Material for this exercise below:
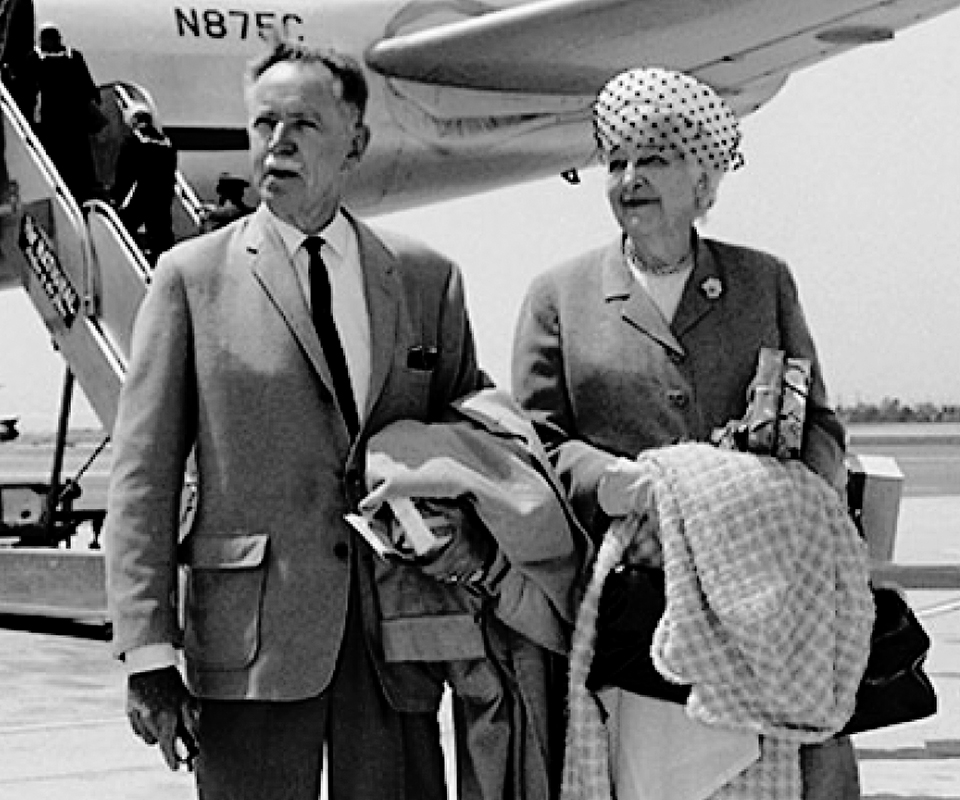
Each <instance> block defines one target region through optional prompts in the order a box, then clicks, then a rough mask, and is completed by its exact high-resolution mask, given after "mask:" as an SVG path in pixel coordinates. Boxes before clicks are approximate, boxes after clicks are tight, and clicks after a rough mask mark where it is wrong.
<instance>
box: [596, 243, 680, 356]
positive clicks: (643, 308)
mask: <svg viewBox="0 0 960 800" xmlns="http://www.w3.org/2000/svg"><path fill="white" fill-rule="evenodd" d="M602 269H603V292H604V297H605V298H606V299H607V302H611V301H615V300H621V301H622V306H621V314H622V316H623V319H624V320H625V321H626V322H627V323H629V324H630V325H632V326H633V327H634V328H636V329H637V330H639V331H642V332H643V333H645V334H646V335H647V336H649V337H650V338H652V339H655V340H656V341H658V342H660V344H662V345H663V346H664V347H668V348H670V349H671V350H674V351H676V352H677V353H683V347H681V346H680V343H679V342H678V341H677V339H676V337H675V336H674V335H673V332H672V331H671V330H670V326H669V325H667V321H666V320H665V319H664V318H663V314H661V313H660V309H658V308H657V306H656V304H655V303H654V302H653V300H651V299H650V296H649V295H648V294H647V293H646V292H645V291H644V290H643V287H642V286H640V285H639V284H638V283H637V282H636V281H635V280H634V278H633V275H631V274H630V269H629V268H628V267H627V265H626V264H625V263H624V260H623V255H622V252H621V248H620V240H619V239H618V240H617V244H616V245H614V246H611V247H610V248H608V249H607V250H606V252H605V253H604V255H603V267H602Z"/></svg>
End of Material for this exercise.
• **What to produce**: Format every line of the entries as a JSON list of strings, one string per line, leaving out blank lines and the pictures.

• **Task solution**:
[
  "Each <instance> block defines one target region through optional prompts in the order a box, then clicks, then a rough mask, and is completed by its exact high-resolution mask, given after \"mask:\" as an SVG path in pixel coordinates. Boxes before clicks are approximate, boxes after clicks are tight, and clicks after a rough mask mark where it is wrong.",
  "<instance>",
  "box: [596, 243, 680, 356]",
  "positive clicks: (643, 308)",
  "mask: <svg viewBox=\"0 0 960 800\" xmlns=\"http://www.w3.org/2000/svg\"><path fill=\"white\" fill-rule=\"evenodd\" d=\"M602 269H603V292H604V297H605V298H606V299H607V302H611V301H615V300H621V301H622V306H621V314H622V316H623V319H624V320H625V321H626V322H627V323H629V324H630V325H632V326H633V327H634V328H636V329H637V330H639V331H642V332H643V333H645V334H646V335H647V336H649V337H650V338H652V339H655V340H656V341H658V342H660V344H662V345H663V346H664V347H668V348H670V349H671V350H674V351H676V352H677V353H683V347H681V346H680V343H679V342H678V341H677V339H676V337H675V336H674V335H673V332H672V331H671V330H670V326H669V325H667V321H666V320H665V319H664V318H663V314H661V313H660V309H658V308H657V306H656V304H655V303H654V302H653V300H651V299H650V296H649V295H648V294H647V293H646V292H645V291H644V290H643V287H642V286H640V285H639V284H638V283H637V282H636V281H635V280H634V278H633V275H631V274H630V269H629V268H628V267H627V265H626V264H625V263H624V260H623V255H622V252H621V248H620V240H619V239H618V240H617V244H616V245H614V246H611V247H610V248H608V249H607V250H606V252H605V253H604V255H603V267H602Z\"/></svg>"
]